**TASK DETAILS**
Of the entries that follow, how many lines hold the word "segment"? Reply with the number only.

** SOURCE INFORMATION follows **

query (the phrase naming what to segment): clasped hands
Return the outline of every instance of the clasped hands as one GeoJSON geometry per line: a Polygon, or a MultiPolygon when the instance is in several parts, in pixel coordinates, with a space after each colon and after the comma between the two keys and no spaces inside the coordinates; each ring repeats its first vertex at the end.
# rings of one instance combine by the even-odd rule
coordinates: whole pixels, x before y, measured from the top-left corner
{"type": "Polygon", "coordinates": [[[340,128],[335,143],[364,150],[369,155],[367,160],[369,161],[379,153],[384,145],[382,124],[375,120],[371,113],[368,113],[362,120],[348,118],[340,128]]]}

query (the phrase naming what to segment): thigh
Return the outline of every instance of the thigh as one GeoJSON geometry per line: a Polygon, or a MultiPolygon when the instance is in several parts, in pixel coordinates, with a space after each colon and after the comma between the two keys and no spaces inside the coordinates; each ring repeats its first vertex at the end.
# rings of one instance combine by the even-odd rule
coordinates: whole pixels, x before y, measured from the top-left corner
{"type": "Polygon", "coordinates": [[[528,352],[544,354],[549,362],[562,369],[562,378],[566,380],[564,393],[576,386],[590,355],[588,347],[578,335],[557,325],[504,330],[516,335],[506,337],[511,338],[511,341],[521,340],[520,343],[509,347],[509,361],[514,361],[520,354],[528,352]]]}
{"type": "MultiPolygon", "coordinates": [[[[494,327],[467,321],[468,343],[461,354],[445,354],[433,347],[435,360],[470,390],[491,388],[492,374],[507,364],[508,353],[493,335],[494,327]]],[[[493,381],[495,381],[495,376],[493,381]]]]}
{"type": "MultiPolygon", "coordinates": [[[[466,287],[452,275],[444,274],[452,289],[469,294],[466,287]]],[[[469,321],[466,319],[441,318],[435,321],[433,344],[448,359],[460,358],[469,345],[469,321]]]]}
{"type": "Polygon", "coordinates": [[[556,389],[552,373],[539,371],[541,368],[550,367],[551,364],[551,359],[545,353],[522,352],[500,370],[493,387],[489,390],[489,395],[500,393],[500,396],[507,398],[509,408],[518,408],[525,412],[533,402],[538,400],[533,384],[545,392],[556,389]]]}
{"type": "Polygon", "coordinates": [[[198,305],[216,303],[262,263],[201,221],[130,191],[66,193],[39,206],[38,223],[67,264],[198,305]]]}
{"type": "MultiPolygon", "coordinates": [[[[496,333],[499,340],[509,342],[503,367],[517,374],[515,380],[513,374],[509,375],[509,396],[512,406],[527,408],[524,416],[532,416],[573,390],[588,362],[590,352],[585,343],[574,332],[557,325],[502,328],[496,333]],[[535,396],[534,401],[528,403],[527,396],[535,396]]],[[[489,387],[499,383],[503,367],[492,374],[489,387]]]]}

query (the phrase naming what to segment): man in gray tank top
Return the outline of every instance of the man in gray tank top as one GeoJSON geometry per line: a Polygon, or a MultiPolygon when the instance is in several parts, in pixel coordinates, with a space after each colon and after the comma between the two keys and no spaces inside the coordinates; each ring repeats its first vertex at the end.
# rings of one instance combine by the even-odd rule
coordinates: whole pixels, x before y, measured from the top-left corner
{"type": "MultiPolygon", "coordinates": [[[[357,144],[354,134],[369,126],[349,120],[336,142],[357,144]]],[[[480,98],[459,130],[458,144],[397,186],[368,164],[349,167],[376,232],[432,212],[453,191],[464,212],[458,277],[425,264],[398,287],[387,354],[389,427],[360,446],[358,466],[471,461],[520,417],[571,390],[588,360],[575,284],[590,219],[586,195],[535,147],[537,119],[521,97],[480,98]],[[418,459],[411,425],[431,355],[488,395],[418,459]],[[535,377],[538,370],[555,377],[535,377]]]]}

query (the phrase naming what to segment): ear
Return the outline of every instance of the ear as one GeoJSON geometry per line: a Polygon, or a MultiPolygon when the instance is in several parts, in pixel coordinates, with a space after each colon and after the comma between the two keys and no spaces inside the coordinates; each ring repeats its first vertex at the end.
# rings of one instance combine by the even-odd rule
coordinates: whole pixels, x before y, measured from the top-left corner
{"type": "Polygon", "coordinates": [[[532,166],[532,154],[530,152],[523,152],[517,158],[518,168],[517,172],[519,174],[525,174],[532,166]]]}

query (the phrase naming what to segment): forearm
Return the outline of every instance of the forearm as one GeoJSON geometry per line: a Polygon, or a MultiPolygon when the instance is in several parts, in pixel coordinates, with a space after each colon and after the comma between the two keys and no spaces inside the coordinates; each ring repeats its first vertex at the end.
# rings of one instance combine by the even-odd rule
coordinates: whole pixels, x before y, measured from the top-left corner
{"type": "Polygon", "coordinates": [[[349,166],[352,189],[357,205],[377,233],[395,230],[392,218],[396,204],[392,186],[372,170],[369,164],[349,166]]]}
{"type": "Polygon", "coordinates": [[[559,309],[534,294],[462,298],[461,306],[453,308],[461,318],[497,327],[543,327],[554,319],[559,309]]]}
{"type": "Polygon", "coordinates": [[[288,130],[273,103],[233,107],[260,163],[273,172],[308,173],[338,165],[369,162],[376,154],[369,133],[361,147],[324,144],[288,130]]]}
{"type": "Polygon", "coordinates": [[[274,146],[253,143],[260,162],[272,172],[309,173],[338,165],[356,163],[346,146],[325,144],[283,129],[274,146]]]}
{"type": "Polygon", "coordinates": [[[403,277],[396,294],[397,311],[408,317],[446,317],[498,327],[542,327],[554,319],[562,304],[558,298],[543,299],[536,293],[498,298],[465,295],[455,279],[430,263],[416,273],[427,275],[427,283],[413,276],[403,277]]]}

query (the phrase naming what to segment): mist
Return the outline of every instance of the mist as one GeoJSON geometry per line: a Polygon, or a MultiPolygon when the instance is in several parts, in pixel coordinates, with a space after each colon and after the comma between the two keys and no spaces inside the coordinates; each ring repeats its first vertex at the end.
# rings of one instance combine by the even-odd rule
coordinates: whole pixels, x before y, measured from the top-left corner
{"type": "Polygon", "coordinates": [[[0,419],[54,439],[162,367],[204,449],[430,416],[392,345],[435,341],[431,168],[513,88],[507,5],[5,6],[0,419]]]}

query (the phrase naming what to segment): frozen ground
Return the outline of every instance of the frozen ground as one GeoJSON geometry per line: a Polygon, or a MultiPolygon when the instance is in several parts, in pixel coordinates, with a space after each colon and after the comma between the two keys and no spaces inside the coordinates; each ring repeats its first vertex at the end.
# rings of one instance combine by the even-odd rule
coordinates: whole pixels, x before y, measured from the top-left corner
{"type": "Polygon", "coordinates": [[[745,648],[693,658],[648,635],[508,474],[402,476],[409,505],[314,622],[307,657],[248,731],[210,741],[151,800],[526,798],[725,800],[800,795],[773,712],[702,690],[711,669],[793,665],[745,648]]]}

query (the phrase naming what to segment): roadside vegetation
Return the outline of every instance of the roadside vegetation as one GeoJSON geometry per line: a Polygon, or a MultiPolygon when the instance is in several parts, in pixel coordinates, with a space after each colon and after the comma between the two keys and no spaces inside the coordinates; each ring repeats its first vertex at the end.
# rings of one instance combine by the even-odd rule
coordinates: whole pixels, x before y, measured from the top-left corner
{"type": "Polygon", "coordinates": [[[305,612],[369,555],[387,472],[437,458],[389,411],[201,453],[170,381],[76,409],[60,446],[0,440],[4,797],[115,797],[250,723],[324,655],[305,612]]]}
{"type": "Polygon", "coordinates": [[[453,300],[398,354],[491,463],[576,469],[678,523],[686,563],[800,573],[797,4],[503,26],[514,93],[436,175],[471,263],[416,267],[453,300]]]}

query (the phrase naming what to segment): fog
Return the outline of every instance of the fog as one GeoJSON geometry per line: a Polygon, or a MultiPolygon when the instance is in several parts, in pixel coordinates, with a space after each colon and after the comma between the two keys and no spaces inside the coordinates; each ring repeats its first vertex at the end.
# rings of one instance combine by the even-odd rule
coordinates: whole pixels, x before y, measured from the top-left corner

** End of SOURCE INFORMATION **

**SOLUTION FOR THIS TASK**
9